(THE PROBLEM):
In the entries below, filter for the word "pillar" and copy every matching line.

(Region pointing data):
======

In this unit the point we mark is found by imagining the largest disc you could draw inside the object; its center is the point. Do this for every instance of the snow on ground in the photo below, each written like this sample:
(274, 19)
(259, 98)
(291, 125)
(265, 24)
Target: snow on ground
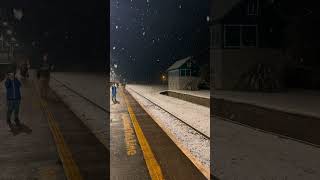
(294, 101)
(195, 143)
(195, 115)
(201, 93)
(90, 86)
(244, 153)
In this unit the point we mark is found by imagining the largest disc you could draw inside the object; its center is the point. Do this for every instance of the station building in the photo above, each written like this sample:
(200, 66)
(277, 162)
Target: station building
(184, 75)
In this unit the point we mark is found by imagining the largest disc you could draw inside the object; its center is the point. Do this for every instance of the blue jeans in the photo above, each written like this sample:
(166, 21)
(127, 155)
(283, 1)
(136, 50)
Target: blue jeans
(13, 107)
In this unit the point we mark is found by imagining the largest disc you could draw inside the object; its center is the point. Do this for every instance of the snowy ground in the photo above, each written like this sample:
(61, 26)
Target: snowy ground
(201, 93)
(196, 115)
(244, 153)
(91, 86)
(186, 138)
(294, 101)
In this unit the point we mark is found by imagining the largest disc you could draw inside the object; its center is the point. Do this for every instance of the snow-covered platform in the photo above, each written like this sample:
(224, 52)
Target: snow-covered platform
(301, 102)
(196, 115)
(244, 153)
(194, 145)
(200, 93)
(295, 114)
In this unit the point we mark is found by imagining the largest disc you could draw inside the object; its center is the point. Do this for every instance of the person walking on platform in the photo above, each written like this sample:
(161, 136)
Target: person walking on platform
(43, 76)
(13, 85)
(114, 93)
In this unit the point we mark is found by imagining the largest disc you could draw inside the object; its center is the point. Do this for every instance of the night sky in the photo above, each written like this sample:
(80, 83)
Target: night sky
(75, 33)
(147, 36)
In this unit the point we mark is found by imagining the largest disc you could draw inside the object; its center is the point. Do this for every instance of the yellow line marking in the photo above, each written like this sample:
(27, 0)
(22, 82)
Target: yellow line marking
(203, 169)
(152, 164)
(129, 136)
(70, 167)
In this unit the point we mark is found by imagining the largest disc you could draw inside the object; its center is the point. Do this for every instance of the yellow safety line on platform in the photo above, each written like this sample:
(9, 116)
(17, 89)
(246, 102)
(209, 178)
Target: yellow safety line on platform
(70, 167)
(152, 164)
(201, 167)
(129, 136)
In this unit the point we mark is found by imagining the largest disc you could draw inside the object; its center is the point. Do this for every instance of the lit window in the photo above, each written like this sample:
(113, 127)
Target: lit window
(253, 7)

======

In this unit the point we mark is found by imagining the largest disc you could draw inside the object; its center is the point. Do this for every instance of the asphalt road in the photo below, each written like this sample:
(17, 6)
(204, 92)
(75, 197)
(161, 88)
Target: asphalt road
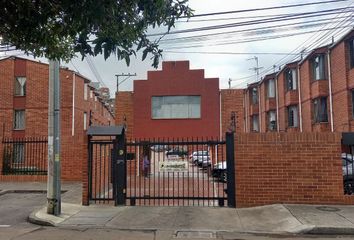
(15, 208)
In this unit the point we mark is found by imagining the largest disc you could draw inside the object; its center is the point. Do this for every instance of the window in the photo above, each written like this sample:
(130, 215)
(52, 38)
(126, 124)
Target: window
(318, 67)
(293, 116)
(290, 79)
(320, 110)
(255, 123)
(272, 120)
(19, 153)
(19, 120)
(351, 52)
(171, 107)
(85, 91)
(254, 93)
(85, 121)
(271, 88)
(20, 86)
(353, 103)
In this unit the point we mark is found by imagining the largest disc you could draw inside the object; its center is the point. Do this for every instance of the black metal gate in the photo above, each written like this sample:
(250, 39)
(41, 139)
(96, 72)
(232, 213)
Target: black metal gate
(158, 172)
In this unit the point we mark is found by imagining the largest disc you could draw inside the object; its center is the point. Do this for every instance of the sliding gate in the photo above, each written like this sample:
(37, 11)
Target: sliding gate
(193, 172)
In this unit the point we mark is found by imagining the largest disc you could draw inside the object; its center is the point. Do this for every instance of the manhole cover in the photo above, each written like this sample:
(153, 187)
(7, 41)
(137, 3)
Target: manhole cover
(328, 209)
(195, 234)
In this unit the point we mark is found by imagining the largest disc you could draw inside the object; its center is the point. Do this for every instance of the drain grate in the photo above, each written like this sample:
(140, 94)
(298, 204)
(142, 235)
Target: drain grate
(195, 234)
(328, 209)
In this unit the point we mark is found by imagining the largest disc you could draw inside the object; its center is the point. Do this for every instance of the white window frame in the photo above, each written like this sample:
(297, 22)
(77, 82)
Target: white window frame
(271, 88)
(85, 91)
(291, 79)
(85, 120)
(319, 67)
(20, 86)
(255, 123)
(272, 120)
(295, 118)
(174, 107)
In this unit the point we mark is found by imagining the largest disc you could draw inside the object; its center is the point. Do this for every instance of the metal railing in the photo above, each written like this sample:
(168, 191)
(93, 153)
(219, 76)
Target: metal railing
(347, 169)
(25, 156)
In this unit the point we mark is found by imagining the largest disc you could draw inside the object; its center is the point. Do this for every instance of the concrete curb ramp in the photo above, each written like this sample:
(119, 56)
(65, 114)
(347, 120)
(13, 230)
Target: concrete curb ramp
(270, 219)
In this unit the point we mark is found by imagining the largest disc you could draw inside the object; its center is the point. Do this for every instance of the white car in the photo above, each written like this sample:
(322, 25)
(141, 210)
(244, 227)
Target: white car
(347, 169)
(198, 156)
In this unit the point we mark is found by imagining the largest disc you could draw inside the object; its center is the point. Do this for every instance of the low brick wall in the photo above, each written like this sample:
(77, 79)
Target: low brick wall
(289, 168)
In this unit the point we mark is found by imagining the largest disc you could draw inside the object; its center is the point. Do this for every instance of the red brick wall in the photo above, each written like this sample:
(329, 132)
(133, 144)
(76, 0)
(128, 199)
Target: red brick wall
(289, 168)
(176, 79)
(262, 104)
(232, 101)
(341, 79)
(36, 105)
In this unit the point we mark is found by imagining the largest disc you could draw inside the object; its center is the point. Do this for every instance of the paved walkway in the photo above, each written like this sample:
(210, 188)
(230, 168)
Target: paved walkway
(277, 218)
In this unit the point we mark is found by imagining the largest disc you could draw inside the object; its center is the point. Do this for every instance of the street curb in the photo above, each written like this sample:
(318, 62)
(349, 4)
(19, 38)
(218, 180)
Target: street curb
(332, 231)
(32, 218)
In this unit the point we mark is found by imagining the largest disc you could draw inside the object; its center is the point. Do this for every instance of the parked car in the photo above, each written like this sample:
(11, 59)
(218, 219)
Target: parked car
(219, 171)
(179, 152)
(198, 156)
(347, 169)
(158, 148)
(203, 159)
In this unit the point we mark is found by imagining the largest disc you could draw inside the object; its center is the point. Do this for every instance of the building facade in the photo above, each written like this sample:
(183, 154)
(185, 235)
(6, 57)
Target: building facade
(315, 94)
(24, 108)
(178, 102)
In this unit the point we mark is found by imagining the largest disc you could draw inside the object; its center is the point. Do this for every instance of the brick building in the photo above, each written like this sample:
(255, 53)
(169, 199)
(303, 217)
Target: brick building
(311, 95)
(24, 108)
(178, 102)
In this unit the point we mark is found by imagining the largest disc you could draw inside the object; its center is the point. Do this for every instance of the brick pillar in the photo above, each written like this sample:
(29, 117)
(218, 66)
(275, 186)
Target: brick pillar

======

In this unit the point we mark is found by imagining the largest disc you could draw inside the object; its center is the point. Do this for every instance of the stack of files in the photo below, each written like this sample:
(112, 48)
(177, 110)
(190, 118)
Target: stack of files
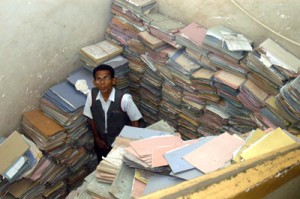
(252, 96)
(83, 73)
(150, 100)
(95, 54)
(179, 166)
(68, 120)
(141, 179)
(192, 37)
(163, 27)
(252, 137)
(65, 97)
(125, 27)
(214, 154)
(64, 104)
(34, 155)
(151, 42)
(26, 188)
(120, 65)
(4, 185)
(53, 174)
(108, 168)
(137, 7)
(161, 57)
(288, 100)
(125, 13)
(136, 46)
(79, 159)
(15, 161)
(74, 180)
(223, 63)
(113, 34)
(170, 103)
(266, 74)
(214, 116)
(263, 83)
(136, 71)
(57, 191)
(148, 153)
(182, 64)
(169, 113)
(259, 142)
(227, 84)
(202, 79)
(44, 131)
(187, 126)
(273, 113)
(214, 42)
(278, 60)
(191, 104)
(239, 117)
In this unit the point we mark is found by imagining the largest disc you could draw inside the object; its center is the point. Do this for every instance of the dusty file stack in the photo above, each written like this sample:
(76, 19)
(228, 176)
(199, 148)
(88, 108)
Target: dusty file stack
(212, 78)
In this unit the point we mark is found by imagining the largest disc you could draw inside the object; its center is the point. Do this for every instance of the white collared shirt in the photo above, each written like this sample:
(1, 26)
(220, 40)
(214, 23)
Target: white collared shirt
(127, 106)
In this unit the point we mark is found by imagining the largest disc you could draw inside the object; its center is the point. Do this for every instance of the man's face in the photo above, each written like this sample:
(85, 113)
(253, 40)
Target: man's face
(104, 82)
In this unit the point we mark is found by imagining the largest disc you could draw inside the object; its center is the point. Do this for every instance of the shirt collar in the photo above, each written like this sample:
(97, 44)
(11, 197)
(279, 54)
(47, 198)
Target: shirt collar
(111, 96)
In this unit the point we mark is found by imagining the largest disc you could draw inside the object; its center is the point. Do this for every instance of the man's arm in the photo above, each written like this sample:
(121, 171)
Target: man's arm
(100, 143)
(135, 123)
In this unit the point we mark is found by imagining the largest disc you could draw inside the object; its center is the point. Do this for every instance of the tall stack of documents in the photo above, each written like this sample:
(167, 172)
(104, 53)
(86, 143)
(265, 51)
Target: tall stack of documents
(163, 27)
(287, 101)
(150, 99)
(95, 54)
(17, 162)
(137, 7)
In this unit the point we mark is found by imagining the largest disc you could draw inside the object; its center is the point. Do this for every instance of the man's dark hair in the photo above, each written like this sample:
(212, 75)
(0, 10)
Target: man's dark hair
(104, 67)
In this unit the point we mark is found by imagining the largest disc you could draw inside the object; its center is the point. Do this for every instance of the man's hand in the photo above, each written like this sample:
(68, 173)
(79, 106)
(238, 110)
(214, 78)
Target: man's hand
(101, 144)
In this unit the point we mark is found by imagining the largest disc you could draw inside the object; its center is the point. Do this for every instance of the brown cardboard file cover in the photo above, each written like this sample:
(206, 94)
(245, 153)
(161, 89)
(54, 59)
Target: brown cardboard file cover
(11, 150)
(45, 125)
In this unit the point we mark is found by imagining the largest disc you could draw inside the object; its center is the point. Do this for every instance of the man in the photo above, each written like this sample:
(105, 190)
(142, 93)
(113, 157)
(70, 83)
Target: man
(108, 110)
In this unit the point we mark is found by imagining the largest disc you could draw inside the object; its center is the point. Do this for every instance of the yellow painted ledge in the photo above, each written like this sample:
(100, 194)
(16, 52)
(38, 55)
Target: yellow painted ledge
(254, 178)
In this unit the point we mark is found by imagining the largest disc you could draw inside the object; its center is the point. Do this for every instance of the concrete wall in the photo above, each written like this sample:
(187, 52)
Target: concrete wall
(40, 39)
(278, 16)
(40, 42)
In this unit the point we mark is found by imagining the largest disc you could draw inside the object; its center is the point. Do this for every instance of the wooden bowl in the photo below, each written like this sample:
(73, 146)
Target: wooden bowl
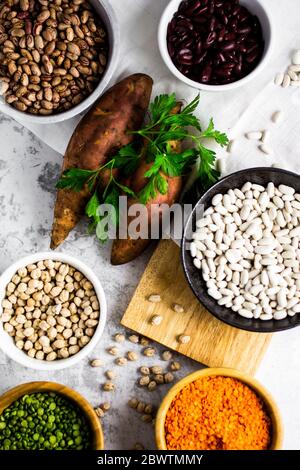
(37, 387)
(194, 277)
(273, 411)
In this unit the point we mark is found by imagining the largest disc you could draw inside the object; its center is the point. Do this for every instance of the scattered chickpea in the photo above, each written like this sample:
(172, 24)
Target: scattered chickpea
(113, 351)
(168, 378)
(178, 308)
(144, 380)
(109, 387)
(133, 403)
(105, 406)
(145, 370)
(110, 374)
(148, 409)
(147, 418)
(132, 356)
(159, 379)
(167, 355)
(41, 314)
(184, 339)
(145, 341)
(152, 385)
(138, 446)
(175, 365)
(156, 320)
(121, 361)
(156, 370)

======

(RESULT FOR THIS EXERCISE):
In this unit the point we mark is found by imagining the largest disc you could draw inside the object; its center is the point. Do this for every instance of the brick pillar in the photo above, each written like this sample:
Target: brick pillar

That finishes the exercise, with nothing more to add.